**GIVEN EXERCISE**
Reproduce the stretch of the material that begins with the line containing "Inline example — detecting lakshmi" and ends with the line containing "56;4;317;183", both included, copying those lines unchanged and giving nothing else.

Region labeling records:

☆ ☆ ☆

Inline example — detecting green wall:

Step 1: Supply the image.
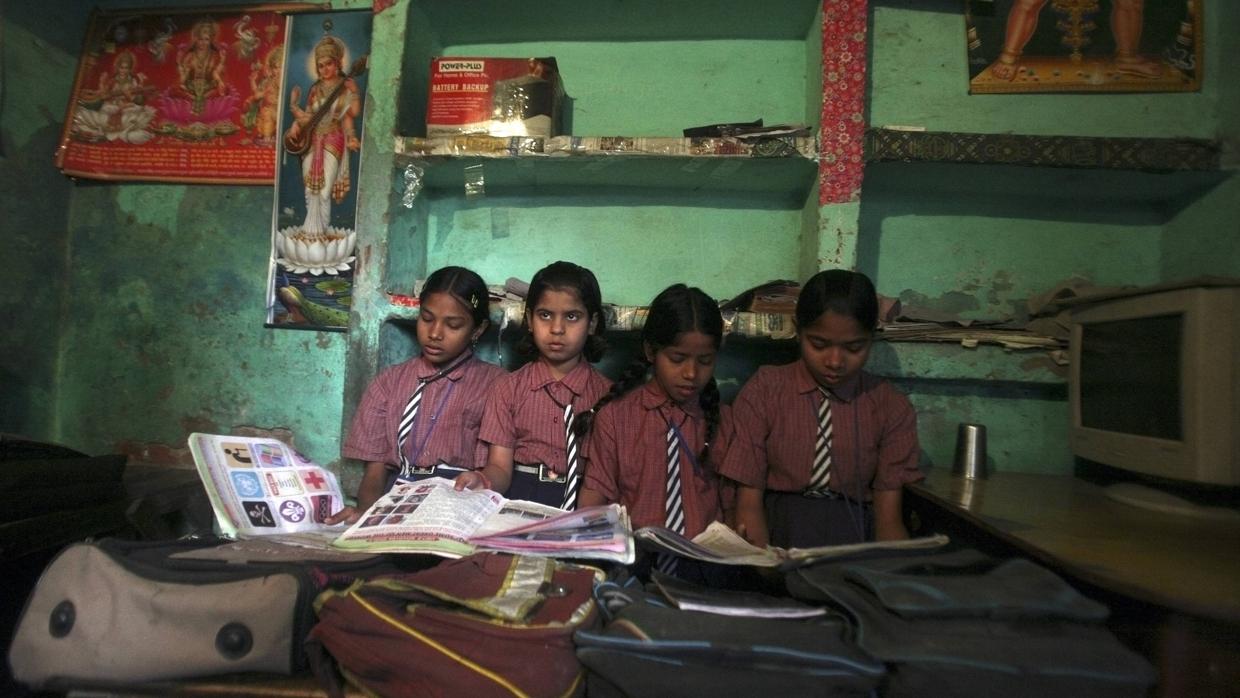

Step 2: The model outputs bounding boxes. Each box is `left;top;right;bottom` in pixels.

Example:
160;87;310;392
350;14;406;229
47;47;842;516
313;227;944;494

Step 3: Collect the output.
0;2;84;438
0;0;1240;471
857;0;1240;472
0;1;354;465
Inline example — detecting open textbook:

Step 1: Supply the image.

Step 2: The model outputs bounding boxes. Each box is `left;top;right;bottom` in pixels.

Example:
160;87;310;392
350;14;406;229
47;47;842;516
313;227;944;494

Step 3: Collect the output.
190;434;635;563
634;522;947;567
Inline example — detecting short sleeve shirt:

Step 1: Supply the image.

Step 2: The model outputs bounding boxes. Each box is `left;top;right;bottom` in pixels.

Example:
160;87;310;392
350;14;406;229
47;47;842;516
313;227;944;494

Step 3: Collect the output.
719;361;923;501
583;382;732;538
479;361;611;474
341;356;507;469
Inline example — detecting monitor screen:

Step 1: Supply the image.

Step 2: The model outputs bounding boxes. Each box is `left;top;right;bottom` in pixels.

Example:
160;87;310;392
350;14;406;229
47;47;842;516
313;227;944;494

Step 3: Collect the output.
1080;314;1184;441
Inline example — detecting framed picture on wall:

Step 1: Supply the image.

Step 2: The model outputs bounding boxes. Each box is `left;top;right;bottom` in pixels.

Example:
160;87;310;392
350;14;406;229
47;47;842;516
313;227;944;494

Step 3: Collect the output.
267;10;373;331
56;4;314;183
965;0;1207;94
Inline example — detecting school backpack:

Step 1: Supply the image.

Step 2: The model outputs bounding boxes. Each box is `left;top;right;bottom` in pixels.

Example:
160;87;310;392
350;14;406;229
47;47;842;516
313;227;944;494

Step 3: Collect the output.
9;536;398;691
785;548;1157;698
310;553;604;698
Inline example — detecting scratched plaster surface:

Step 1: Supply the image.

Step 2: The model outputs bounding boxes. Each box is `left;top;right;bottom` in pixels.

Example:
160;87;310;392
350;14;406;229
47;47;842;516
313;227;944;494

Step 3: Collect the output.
61;185;345;464
0;8;84;440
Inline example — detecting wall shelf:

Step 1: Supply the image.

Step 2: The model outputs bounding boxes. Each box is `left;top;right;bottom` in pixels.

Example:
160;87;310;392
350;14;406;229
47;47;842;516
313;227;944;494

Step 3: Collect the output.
396;136;817;208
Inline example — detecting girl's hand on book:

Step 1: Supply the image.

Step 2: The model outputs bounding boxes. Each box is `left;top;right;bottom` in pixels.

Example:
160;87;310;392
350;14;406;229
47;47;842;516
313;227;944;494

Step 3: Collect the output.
322;507;362;526
455;470;491;491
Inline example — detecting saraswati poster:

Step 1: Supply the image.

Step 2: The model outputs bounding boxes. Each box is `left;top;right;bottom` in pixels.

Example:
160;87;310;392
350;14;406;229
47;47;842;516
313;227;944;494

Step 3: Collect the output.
56;4;312;183
267;11;373;330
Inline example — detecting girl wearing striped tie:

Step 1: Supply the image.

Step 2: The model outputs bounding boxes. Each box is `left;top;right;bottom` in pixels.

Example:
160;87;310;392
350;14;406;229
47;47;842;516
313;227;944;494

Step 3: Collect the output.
719;269;921;548
578;284;728;538
578;284;729;578
327;267;506;523
456;262;611;510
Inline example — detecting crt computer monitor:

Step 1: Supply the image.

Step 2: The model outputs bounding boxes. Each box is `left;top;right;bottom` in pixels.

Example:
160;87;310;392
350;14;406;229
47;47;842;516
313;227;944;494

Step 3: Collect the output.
1069;286;1240;486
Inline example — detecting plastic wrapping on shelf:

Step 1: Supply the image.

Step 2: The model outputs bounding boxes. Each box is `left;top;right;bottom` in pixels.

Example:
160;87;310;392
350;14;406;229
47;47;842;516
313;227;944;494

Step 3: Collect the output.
542;135;817;160
603;305;650;330
723;310;796;340
396;134;543;157
386;134;817;160
401;164;427;208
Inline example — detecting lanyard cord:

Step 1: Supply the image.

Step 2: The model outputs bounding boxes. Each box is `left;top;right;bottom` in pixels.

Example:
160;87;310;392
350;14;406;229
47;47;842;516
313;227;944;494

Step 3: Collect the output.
657;407;702;475
806;386;866;542
409;350;474;467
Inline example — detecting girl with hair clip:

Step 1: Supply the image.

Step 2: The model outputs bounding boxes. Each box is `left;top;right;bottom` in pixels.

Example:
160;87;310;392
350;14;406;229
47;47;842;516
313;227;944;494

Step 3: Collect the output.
719;269;923;548
578;284;728;577
456;262;611;510
326;267;506;523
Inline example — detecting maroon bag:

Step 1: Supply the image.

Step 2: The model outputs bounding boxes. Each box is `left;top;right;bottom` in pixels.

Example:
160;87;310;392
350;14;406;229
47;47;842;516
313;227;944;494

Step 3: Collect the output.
308;553;603;698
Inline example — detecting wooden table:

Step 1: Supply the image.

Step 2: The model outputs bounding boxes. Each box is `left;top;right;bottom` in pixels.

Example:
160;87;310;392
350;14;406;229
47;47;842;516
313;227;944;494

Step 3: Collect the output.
906;469;1240;696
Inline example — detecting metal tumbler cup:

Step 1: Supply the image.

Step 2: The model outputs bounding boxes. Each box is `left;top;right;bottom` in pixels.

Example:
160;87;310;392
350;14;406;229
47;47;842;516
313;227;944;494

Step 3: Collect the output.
951;424;986;479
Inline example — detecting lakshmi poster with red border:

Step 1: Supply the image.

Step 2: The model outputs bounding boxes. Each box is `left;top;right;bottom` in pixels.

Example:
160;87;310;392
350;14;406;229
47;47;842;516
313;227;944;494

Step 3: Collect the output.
267;10;373;331
965;0;1205;94
56;4;317;183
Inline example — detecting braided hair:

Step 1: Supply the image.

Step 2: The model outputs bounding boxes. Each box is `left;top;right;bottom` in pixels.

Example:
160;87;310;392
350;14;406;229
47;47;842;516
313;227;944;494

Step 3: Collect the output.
573;284;723;464
418;267;491;329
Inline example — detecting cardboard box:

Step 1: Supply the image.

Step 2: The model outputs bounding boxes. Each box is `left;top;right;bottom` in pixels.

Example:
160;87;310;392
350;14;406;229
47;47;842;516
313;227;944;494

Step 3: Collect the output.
427;56;564;138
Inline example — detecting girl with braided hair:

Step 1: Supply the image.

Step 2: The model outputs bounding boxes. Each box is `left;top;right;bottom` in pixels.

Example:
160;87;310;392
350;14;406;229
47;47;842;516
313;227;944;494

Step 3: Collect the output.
578;284;729;538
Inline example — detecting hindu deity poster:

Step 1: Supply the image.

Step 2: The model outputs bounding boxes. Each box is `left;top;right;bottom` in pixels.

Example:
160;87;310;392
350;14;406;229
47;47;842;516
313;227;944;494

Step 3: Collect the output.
965;0;1205;94
267;11;372;330
56;4;314;183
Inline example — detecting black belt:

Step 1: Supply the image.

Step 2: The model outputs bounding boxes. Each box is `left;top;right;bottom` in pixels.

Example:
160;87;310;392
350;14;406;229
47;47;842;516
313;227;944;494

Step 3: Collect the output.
512;462;568;482
397;462;469;480
801;490;848;500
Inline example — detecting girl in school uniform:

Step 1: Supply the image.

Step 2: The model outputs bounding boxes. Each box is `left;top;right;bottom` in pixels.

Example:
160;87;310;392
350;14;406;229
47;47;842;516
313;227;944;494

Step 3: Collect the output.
456;262;611;510
327;267;506;523
578;284;728;538
719;269;921;548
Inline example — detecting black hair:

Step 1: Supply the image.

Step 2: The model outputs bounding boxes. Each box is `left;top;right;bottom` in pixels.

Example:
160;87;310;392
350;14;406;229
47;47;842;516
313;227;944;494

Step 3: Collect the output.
574;284;723;464
517;262;608;363
418;267;491;327
796;269;878;332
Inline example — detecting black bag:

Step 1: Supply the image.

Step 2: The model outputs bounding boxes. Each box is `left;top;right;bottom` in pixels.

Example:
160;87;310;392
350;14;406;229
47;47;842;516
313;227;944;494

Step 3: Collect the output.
9;537;396;689
574;572;884;698
785;549;1156;697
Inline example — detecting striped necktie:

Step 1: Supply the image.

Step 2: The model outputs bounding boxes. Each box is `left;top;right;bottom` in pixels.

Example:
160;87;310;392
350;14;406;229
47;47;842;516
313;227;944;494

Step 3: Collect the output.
396;377;434;476
655;424;684;574
559;400;582;511
805;388;831;496
396;351;474;477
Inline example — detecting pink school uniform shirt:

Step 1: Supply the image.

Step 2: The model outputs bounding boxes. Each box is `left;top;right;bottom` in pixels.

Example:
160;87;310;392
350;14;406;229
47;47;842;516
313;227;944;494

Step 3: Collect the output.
719;361;923;501
341;356;507;469
583;382;730;538
479;361;611;475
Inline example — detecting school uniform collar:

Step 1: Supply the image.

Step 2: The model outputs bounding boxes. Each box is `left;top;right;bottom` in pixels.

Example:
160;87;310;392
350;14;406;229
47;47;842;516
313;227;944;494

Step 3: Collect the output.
414;350;474;383
529;357;594;395
792;360;864;402
641;381;702;422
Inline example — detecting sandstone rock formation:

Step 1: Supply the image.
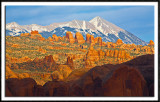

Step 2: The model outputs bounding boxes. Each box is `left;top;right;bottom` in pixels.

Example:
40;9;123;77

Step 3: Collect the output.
46;37;53;41
20;33;30;37
66;31;75;43
116;39;123;45
103;66;148;96
85;45;99;66
6;78;37;96
75;32;85;44
105;50;131;59
52;34;59;41
86;33;91;43
30;30;45;41
148;40;154;45
66;56;74;69
97;37;102;46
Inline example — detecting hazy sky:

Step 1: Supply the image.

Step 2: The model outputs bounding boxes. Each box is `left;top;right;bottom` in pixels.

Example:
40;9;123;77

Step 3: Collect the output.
6;6;154;42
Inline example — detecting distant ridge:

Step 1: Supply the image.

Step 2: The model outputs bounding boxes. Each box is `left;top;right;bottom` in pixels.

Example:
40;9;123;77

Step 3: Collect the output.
6;16;147;45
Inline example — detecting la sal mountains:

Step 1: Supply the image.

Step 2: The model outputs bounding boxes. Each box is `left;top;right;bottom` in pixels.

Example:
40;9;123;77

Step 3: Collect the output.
6;16;147;45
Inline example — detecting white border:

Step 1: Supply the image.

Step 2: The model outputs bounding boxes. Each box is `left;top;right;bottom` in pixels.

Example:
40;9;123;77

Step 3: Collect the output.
1;2;158;101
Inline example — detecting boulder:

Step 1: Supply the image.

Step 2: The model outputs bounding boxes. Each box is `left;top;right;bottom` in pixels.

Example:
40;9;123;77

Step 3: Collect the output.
52;34;59;41
6;78;37;96
148;40;154;45
66;56;74;69
116;39;123;45
66;31;75;43
75;32;85;44
86;33;91;43
103;66;148;96
43;81;69;96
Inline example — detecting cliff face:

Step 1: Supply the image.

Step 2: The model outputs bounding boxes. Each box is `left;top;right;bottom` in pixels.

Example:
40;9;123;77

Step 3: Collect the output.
5;55;154;96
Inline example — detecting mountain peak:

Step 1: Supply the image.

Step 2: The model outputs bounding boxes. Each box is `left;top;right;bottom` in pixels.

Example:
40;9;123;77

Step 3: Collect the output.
89;16;102;22
8;22;19;25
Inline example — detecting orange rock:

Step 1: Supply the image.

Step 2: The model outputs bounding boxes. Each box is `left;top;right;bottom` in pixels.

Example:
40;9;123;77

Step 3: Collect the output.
31;30;39;34
75;32;85;44
94;37;98;43
148;40;154;45
90;35;95;43
98;50;105;59
66;56;74;69
52;34;59;41
116;39;123;45
11;44;19;47
6;66;18;79
98;37;102;46
103;66;148;97
86;33;91;43
20;33;30;36
47;37;53;41
38;47;47;53
66;31;75;43
85;46;99;67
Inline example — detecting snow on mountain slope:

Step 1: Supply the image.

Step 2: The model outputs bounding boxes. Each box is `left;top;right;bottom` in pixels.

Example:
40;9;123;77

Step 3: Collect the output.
89;16;124;37
6;16;147;45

☆ ☆ ☆

**ANSWER TO THIS TASK**
Inline example — detecting lakshmi poster with red border:

Step 1: Supply the image.

Step 2: The model outputs bounding boxes. Each box is `left;top;right;bottom` in pixels.

Example:
160;87;310;392
350;14;406;229
47;47;842;516
313;227;944;494

Step 3: Collect the output.
267;10;373;331
965;0;1205;94
56;4;317;183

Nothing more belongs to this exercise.